- _Goal of the exercise_:
Select and copy every line of the rows below that contains the word "eyeglasses".

- _Source material_:

|---|

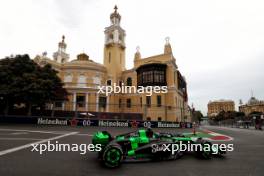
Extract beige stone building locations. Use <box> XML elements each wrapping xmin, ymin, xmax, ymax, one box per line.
<box><xmin>239</xmin><ymin>97</ymin><xmax>264</xmax><ymax>116</ymax></box>
<box><xmin>207</xmin><ymin>100</ymin><xmax>235</xmax><ymax>117</ymax></box>
<box><xmin>35</xmin><ymin>7</ymin><xmax>191</xmax><ymax>121</ymax></box>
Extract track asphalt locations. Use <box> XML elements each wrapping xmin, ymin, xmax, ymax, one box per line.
<box><xmin>0</xmin><ymin>124</ymin><xmax>264</xmax><ymax>176</ymax></box>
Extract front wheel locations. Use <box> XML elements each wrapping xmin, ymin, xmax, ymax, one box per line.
<box><xmin>102</xmin><ymin>143</ymin><xmax>123</xmax><ymax>168</ymax></box>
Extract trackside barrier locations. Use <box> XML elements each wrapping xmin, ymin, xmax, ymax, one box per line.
<box><xmin>0</xmin><ymin>117</ymin><xmax>192</xmax><ymax>128</ymax></box>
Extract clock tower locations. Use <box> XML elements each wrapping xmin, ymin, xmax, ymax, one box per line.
<box><xmin>104</xmin><ymin>6</ymin><xmax>126</xmax><ymax>85</ymax></box>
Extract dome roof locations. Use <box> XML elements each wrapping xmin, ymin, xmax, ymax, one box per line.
<box><xmin>248</xmin><ymin>97</ymin><xmax>259</xmax><ymax>104</ymax></box>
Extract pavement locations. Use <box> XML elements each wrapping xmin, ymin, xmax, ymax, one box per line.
<box><xmin>0</xmin><ymin>124</ymin><xmax>264</xmax><ymax>176</ymax></box>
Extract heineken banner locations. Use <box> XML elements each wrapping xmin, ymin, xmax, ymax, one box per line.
<box><xmin>37</xmin><ymin>118</ymin><xmax>192</xmax><ymax>128</ymax></box>
<box><xmin>0</xmin><ymin>116</ymin><xmax>192</xmax><ymax>128</ymax></box>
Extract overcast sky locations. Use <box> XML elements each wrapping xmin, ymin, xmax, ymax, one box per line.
<box><xmin>0</xmin><ymin>0</ymin><xmax>264</xmax><ymax>113</ymax></box>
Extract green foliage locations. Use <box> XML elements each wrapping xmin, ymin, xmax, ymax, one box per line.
<box><xmin>0</xmin><ymin>55</ymin><xmax>67</xmax><ymax>114</ymax></box>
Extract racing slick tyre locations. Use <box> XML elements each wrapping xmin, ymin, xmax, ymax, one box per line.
<box><xmin>102</xmin><ymin>143</ymin><xmax>123</xmax><ymax>168</ymax></box>
<box><xmin>196</xmin><ymin>139</ymin><xmax>212</xmax><ymax>159</ymax></box>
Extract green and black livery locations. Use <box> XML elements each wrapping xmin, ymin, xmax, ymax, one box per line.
<box><xmin>92</xmin><ymin>129</ymin><xmax>224</xmax><ymax>168</ymax></box>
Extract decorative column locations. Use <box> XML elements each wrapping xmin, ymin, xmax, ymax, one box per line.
<box><xmin>72</xmin><ymin>92</ymin><xmax>76</xmax><ymax>111</ymax></box>
<box><xmin>85</xmin><ymin>93</ymin><xmax>89</xmax><ymax>111</ymax></box>
<box><xmin>95</xmin><ymin>93</ymin><xmax>99</xmax><ymax>112</ymax></box>
<box><xmin>106</xmin><ymin>95</ymin><xmax>110</xmax><ymax>112</ymax></box>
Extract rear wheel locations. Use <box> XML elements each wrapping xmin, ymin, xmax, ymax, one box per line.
<box><xmin>103</xmin><ymin>144</ymin><xmax>123</xmax><ymax>168</ymax></box>
<box><xmin>196</xmin><ymin>139</ymin><xmax>212</xmax><ymax>159</ymax></box>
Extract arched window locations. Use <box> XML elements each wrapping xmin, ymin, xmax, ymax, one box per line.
<box><xmin>78</xmin><ymin>75</ymin><xmax>86</xmax><ymax>87</ymax></box>
<box><xmin>64</xmin><ymin>73</ymin><xmax>72</xmax><ymax>83</ymax></box>
<box><xmin>127</xmin><ymin>77</ymin><xmax>132</xmax><ymax>86</ymax></box>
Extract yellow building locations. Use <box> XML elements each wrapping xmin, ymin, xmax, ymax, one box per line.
<box><xmin>34</xmin><ymin>7</ymin><xmax>191</xmax><ymax>122</ymax></box>
<box><xmin>207</xmin><ymin>100</ymin><xmax>235</xmax><ymax>117</ymax></box>
<box><xmin>239</xmin><ymin>97</ymin><xmax>264</xmax><ymax>116</ymax></box>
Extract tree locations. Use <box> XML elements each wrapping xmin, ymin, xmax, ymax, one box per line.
<box><xmin>0</xmin><ymin>55</ymin><xmax>67</xmax><ymax>115</ymax></box>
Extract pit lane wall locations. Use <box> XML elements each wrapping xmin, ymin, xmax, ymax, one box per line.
<box><xmin>0</xmin><ymin>117</ymin><xmax>192</xmax><ymax>128</ymax></box>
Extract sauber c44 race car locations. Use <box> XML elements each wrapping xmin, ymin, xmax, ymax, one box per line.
<box><xmin>92</xmin><ymin>129</ymin><xmax>225</xmax><ymax>168</ymax></box>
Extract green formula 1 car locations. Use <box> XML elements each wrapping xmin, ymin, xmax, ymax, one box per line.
<box><xmin>92</xmin><ymin>129</ymin><xmax>225</xmax><ymax>168</ymax></box>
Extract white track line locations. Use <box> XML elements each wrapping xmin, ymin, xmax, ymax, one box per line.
<box><xmin>0</xmin><ymin>132</ymin><xmax>78</xmax><ymax>156</ymax></box>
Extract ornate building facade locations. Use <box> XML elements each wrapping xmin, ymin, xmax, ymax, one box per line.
<box><xmin>239</xmin><ymin>96</ymin><xmax>264</xmax><ymax>116</ymax></box>
<box><xmin>34</xmin><ymin>7</ymin><xmax>191</xmax><ymax>122</ymax></box>
<box><xmin>207</xmin><ymin>100</ymin><xmax>235</xmax><ymax>117</ymax></box>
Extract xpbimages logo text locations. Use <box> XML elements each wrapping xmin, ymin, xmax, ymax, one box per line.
<box><xmin>31</xmin><ymin>141</ymin><xmax>102</xmax><ymax>155</ymax></box>
<box><xmin>98</xmin><ymin>83</ymin><xmax>168</xmax><ymax>96</ymax></box>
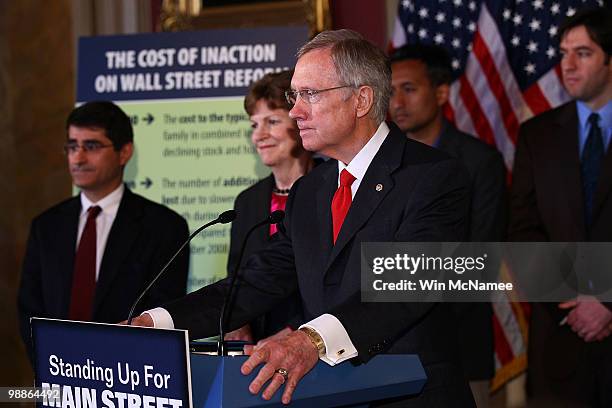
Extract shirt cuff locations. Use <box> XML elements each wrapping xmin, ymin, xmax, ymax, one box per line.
<box><xmin>142</xmin><ymin>307</ymin><xmax>174</xmax><ymax>329</ymax></box>
<box><xmin>300</xmin><ymin>313</ymin><xmax>358</xmax><ymax>366</ymax></box>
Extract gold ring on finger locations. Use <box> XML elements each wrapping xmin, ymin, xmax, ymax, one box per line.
<box><xmin>275</xmin><ymin>368</ymin><xmax>289</xmax><ymax>383</ymax></box>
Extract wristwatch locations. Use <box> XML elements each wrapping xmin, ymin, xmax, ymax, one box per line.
<box><xmin>300</xmin><ymin>327</ymin><xmax>326</xmax><ymax>358</ymax></box>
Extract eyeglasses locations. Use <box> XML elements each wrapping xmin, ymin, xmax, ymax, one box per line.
<box><xmin>64</xmin><ymin>140</ymin><xmax>113</xmax><ymax>155</ymax></box>
<box><xmin>285</xmin><ymin>85</ymin><xmax>352</xmax><ymax>106</ymax></box>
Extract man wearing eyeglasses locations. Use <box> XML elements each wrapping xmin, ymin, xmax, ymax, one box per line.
<box><xmin>18</xmin><ymin>102</ymin><xmax>189</xmax><ymax>360</ymax></box>
<box><xmin>135</xmin><ymin>30</ymin><xmax>474</xmax><ymax>407</ymax></box>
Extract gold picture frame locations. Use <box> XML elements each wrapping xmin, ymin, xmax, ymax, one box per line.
<box><xmin>160</xmin><ymin>0</ymin><xmax>331</xmax><ymax>37</ymax></box>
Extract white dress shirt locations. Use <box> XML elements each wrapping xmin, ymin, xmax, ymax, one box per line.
<box><xmin>77</xmin><ymin>183</ymin><xmax>125</xmax><ymax>282</ymax></box>
<box><xmin>144</xmin><ymin>122</ymin><xmax>389</xmax><ymax>366</ymax></box>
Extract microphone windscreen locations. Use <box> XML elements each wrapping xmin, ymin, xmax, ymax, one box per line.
<box><xmin>268</xmin><ymin>210</ymin><xmax>285</xmax><ymax>224</ymax></box>
<box><xmin>218</xmin><ymin>210</ymin><xmax>236</xmax><ymax>224</ymax></box>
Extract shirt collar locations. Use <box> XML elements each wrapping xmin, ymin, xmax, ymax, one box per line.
<box><xmin>576</xmin><ymin>100</ymin><xmax>612</xmax><ymax>129</ymax></box>
<box><xmin>81</xmin><ymin>183</ymin><xmax>125</xmax><ymax>216</ymax></box>
<box><xmin>338</xmin><ymin>121</ymin><xmax>389</xmax><ymax>180</ymax></box>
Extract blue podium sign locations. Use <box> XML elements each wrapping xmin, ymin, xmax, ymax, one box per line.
<box><xmin>32</xmin><ymin>318</ymin><xmax>192</xmax><ymax>408</ymax></box>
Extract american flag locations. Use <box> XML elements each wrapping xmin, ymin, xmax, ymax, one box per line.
<box><xmin>391</xmin><ymin>0</ymin><xmax>604</xmax><ymax>390</ymax></box>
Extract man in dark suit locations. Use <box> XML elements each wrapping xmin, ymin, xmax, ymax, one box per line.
<box><xmin>18</xmin><ymin>102</ymin><xmax>189</xmax><ymax>360</ymax></box>
<box><xmin>509</xmin><ymin>9</ymin><xmax>612</xmax><ymax>407</ymax></box>
<box><xmin>136</xmin><ymin>30</ymin><xmax>473</xmax><ymax>407</ymax></box>
<box><xmin>389</xmin><ymin>44</ymin><xmax>506</xmax><ymax>408</ymax></box>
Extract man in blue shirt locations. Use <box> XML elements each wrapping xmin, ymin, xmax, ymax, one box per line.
<box><xmin>509</xmin><ymin>8</ymin><xmax>612</xmax><ymax>407</ymax></box>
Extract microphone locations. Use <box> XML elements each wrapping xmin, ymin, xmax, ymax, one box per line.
<box><xmin>127</xmin><ymin>210</ymin><xmax>236</xmax><ymax>326</ymax></box>
<box><xmin>217</xmin><ymin>210</ymin><xmax>285</xmax><ymax>356</ymax></box>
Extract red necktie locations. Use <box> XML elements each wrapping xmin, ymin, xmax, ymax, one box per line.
<box><xmin>68</xmin><ymin>206</ymin><xmax>102</xmax><ymax>321</ymax></box>
<box><xmin>332</xmin><ymin>169</ymin><xmax>355</xmax><ymax>244</ymax></box>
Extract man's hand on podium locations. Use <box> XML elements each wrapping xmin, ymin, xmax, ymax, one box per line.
<box><xmin>559</xmin><ymin>296</ymin><xmax>612</xmax><ymax>342</ymax></box>
<box><xmin>241</xmin><ymin>329</ymin><xmax>319</xmax><ymax>404</ymax></box>
<box><xmin>119</xmin><ymin>313</ymin><xmax>155</xmax><ymax>327</ymax></box>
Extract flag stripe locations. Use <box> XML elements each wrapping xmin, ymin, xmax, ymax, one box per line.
<box><xmin>474</xmin><ymin>33</ymin><xmax>519</xmax><ymax>144</ymax></box>
<box><xmin>459</xmin><ymin>76</ymin><xmax>495</xmax><ymax>145</ymax></box>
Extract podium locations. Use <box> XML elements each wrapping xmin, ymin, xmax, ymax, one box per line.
<box><xmin>191</xmin><ymin>354</ymin><xmax>426</xmax><ymax>408</ymax></box>
<box><xmin>32</xmin><ymin>319</ymin><xmax>426</xmax><ymax>408</ymax></box>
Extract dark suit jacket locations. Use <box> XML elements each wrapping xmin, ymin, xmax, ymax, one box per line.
<box><xmin>227</xmin><ymin>175</ymin><xmax>303</xmax><ymax>341</ymax></box>
<box><xmin>508</xmin><ymin>102</ymin><xmax>612</xmax><ymax>406</ymax></box>
<box><xmin>18</xmin><ymin>187</ymin><xmax>189</xmax><ymax>356</ymax></box>
<box><xmin>437</xmin><ymin>121</ymin><xmax>507</xmax><ymax>380</ymax></box>
<box><xmin>164</xmin><ymin>126</ymin><xmax>473</xmax><ymax>406</ymax></box>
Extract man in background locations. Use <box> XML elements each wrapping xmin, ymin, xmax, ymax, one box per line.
<box><xmin>18</xmin><ymin>102</ymin><xmax>189</xmax><ymax>356</ymax></box>
<box><xmin>389</xmin><ymin>44</ymin><xmax>506</xmax><ymax>408</ymax></box>
<box><xmin>509</xmin><ymin>8</ymin><xmax>612</xmax><ymax>407</ymax></box>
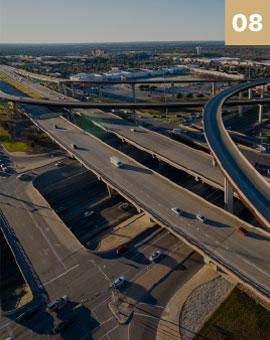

|---|

- _Response to the exercise_:
Extract eyeglasses locations. Use <box> XML elements each wrapping xmin, ymin, xmax, ymax, one box per line.
Extract man wearing eyeglasses locations. Use <box> XML elements each wrapping xmin, ymin, xmax, ymax, one box per line.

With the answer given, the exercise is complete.